AVAILABLE RECORDS:
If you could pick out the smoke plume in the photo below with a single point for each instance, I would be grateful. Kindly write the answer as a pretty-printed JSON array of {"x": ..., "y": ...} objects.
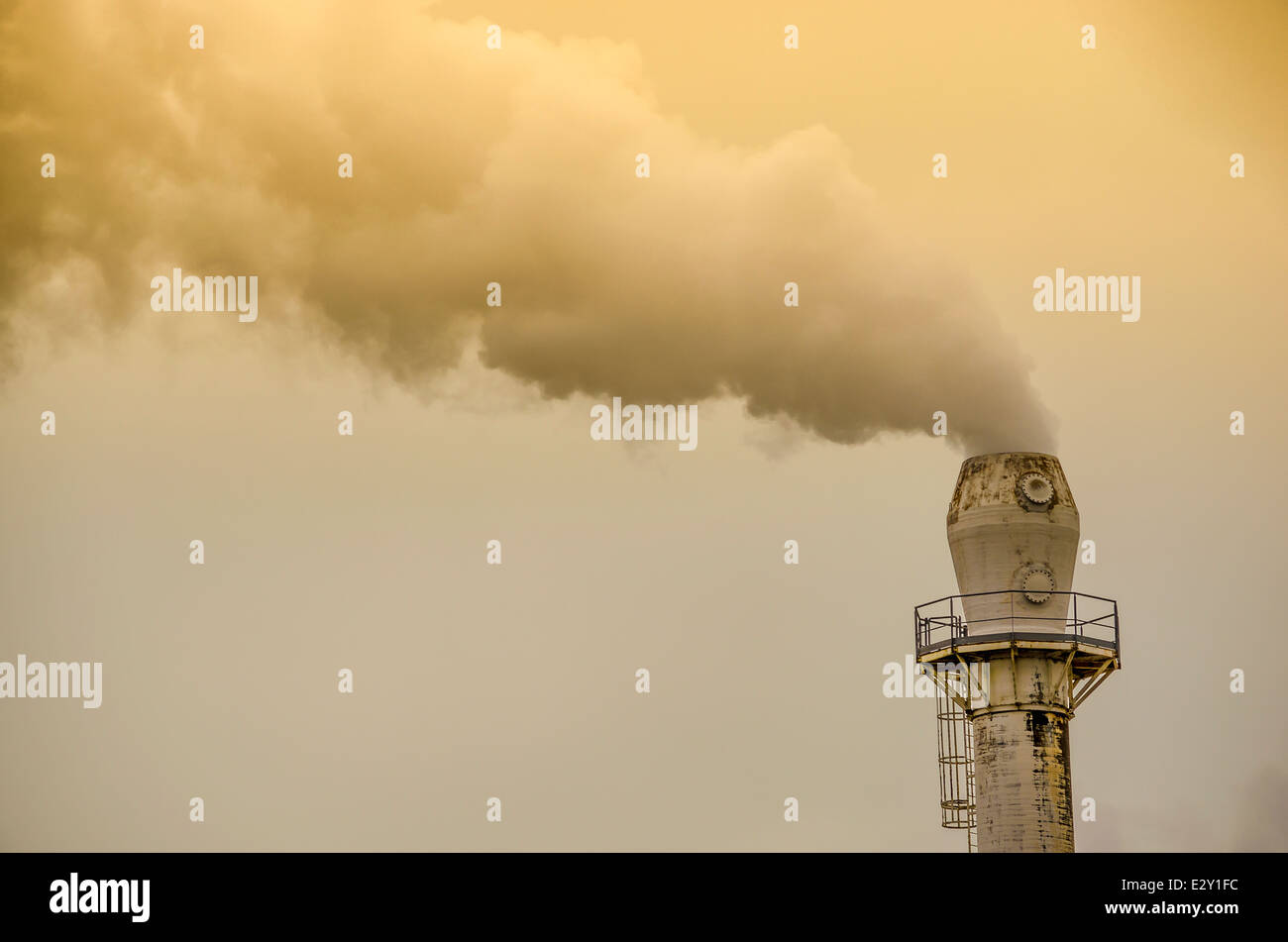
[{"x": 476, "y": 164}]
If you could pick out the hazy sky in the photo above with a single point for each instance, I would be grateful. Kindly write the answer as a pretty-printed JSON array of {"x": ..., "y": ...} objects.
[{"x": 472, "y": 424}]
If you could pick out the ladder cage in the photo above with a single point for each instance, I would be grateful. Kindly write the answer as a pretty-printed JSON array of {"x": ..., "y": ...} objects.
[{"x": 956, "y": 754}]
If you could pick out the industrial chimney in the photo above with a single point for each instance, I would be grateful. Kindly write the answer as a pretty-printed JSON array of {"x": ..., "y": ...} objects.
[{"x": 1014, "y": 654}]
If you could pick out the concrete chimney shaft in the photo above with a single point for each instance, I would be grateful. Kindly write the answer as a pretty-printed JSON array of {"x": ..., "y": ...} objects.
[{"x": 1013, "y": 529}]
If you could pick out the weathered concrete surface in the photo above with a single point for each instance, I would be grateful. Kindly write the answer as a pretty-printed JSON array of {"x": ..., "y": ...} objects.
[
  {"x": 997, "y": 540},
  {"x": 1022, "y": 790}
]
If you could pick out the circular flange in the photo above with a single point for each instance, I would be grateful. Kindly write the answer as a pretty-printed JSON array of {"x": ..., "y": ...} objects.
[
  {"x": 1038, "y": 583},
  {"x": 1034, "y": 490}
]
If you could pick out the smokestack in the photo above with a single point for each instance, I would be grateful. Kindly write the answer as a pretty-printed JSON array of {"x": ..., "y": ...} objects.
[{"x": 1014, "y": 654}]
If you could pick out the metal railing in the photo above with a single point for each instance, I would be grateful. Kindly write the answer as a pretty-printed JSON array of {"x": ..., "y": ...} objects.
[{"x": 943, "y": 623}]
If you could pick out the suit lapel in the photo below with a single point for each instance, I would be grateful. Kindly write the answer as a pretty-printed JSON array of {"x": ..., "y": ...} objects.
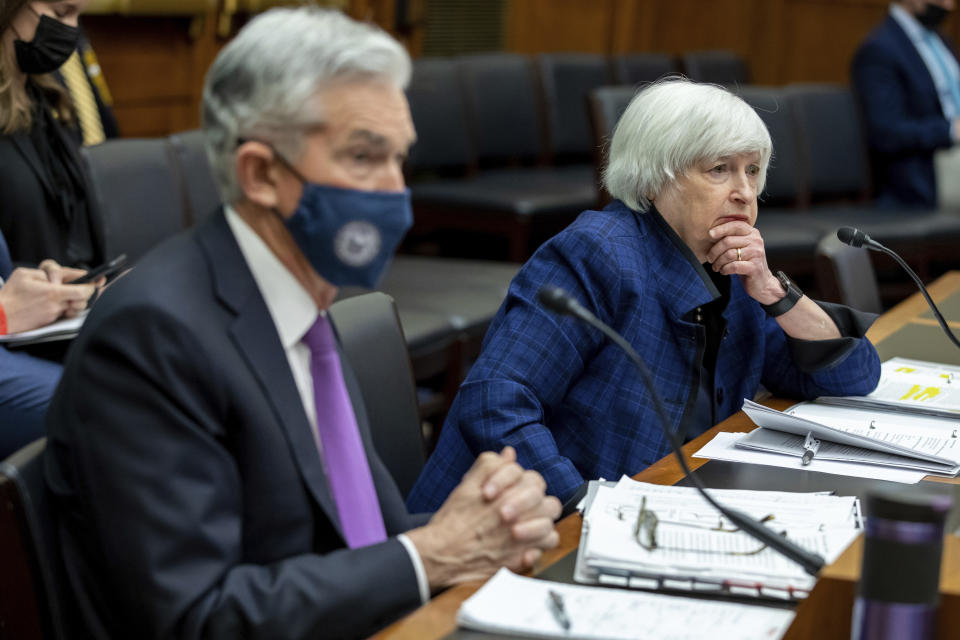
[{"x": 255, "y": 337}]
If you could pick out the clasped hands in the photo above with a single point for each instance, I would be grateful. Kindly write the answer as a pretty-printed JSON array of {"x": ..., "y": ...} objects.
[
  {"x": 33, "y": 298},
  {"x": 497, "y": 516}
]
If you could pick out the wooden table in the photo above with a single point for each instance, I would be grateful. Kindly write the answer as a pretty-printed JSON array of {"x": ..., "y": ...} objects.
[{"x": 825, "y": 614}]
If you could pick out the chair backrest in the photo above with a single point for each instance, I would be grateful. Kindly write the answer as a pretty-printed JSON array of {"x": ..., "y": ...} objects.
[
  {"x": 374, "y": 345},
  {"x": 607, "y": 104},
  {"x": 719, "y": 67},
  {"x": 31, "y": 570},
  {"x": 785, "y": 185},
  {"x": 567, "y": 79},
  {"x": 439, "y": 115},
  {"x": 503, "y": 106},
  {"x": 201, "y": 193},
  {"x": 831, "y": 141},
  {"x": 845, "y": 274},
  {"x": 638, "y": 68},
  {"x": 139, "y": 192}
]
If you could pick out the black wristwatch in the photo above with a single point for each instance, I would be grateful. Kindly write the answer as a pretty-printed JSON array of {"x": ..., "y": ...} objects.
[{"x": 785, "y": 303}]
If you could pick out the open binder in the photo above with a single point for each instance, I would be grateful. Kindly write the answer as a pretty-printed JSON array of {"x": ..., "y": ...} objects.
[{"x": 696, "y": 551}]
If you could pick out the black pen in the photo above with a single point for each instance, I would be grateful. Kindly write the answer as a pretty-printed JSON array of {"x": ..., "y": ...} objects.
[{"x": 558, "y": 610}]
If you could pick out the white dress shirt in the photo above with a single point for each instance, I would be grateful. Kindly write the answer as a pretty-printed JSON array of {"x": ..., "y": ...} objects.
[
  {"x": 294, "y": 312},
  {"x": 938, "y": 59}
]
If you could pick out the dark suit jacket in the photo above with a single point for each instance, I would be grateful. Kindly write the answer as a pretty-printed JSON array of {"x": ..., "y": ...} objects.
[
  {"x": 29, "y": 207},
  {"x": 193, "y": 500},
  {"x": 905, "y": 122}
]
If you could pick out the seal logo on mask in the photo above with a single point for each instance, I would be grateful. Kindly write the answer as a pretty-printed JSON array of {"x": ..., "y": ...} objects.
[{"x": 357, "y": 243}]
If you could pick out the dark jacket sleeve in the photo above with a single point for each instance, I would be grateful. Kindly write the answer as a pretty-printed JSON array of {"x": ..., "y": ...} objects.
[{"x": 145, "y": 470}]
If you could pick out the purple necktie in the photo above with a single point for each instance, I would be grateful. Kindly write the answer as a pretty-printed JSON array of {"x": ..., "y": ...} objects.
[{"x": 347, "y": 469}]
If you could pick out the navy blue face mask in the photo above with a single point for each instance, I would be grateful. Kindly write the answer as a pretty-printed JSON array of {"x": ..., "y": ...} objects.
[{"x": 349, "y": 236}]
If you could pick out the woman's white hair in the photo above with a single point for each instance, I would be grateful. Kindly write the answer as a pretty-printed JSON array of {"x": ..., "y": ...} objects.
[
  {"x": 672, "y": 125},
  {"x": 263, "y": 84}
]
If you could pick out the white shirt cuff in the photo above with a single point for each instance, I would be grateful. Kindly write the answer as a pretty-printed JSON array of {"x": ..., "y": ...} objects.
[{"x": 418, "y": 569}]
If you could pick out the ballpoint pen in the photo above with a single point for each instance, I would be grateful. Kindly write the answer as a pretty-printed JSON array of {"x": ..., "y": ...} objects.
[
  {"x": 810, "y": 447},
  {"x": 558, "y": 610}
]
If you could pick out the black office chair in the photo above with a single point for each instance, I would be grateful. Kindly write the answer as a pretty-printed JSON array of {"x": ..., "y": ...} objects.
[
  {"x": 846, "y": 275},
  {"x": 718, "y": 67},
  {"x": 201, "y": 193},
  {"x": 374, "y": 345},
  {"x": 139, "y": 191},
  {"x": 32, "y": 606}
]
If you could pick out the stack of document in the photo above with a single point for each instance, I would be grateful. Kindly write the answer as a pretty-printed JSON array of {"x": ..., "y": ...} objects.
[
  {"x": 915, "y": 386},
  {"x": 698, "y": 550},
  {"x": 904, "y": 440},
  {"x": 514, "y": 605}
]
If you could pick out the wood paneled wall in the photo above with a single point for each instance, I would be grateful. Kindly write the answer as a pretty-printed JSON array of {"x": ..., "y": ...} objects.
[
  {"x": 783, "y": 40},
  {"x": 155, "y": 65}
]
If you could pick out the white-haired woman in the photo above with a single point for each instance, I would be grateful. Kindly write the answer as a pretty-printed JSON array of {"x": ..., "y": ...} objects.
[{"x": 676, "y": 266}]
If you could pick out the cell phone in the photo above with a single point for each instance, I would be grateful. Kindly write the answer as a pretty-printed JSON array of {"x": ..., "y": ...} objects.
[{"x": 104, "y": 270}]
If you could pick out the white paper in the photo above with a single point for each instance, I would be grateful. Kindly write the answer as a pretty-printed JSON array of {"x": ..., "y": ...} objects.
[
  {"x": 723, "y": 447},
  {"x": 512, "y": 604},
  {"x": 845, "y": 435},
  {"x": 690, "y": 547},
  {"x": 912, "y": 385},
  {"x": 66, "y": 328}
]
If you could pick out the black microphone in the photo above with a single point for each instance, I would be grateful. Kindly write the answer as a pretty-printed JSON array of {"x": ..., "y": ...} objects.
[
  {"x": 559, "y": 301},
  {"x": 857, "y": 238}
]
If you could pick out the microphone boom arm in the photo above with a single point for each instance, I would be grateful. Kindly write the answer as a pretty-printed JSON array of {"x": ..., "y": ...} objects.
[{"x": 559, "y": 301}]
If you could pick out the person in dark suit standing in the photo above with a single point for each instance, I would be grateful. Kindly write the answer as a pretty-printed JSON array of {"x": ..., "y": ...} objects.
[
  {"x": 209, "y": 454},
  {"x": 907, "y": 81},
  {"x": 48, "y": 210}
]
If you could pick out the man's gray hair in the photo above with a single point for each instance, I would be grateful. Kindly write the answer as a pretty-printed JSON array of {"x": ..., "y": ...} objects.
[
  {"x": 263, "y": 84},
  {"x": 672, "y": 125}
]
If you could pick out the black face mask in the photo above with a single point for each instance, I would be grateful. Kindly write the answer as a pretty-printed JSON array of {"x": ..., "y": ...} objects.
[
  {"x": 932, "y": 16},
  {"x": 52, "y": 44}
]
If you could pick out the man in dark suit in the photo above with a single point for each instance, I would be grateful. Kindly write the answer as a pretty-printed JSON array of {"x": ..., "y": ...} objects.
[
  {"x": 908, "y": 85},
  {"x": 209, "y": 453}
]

PROBLEM STATEMENT: The answer should hold the lines from the one containing "If you could pick out the black face" through the end of the entries above, set down exactly, with both ends included.

OUTPUT FOR THIS TASK:
If you could pick out the black face mask in the photo above with a single point for each instance, I would be grateful. Kindly write the answer as a pretty-printed JSON array of {"x": ..., "y": ...} objects.
[
  {"x": 932, "y": 16},
  {"x": 52, "y": 44}
]
If you could pick out the man in dark suit in the photo above with a single point for each instance, I would be grateful. Kindly write the answer as a pretty-printed JSON array of {"x": ..., "y": ...} objects.
[
  {"x": 908, "y": 85},
  {"x": 209, "y": 453}
]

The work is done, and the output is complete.